• Problem details
Give a verbatim repeat of the lines that run from the line containing "Objective: provide one point per instance of the pale" to the end of the data below.

• Records provided

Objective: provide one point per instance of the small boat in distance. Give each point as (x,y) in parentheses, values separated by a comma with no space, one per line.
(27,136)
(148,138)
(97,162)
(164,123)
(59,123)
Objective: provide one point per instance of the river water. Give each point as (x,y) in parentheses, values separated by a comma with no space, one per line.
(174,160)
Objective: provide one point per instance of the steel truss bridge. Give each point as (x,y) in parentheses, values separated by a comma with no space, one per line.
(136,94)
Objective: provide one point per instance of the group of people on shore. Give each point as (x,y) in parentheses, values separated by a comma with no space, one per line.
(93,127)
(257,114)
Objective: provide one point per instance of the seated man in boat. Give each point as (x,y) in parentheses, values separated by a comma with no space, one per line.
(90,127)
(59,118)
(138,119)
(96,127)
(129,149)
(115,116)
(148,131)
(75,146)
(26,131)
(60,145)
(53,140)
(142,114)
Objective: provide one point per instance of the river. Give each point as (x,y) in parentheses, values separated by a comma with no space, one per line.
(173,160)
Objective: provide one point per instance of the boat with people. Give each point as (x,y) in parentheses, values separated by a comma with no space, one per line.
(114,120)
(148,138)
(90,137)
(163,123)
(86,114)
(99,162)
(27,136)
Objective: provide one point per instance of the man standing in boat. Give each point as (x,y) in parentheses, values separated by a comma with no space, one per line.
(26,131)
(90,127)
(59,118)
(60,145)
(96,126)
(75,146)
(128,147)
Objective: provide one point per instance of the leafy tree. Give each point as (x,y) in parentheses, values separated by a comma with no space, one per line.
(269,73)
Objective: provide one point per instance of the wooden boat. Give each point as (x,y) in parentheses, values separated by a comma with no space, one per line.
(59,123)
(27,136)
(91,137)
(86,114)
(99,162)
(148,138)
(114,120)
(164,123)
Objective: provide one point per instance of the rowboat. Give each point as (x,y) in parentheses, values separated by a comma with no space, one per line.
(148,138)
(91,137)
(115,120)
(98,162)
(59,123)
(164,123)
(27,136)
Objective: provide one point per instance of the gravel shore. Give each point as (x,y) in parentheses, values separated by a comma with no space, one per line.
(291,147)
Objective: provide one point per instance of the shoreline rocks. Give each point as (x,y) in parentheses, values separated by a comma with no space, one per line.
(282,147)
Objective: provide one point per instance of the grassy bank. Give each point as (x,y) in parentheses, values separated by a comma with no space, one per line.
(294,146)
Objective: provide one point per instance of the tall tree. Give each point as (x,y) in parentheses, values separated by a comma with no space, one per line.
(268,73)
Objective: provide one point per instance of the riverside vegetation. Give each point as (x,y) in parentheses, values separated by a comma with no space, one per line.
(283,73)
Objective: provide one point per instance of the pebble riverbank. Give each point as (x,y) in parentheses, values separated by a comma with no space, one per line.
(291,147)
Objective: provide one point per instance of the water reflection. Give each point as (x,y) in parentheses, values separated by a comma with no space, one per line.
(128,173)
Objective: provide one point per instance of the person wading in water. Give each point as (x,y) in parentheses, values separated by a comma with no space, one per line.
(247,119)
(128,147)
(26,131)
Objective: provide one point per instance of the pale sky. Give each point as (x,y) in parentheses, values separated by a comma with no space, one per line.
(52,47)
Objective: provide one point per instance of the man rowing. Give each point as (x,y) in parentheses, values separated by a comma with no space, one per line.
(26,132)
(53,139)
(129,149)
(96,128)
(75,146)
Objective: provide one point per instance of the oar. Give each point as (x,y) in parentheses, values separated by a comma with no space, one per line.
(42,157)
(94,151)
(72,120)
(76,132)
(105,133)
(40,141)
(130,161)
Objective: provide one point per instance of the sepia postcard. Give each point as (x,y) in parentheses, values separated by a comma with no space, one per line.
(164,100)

• Exercise result
Objective: provide one point per instance of the pale sky. Give each point as (x,y) in parentheses, values separated by a comma with no space, one per line.
(52,47)
Objective: provide one point per instance of the man rowing. Give each point as (x,y) in parentheses, values separated by a comma with no space, one per line.
(26,132)
(53,139)
(129,149)
(96,128)
(75,146)
Objective: provide one point per instance of the oar. Give each point as (x,y) in parentheses, values separated by a comma with no space, one per line.
(42,157)
(94,151)
(72,120)
(76,132)
(105,133)
(40,141)
(130,161)
Objective: provide one point per instance of the sepia postcard. Give each point as (x,y) in parentheses, values separated by a comma with no space, one per line.
(164,100)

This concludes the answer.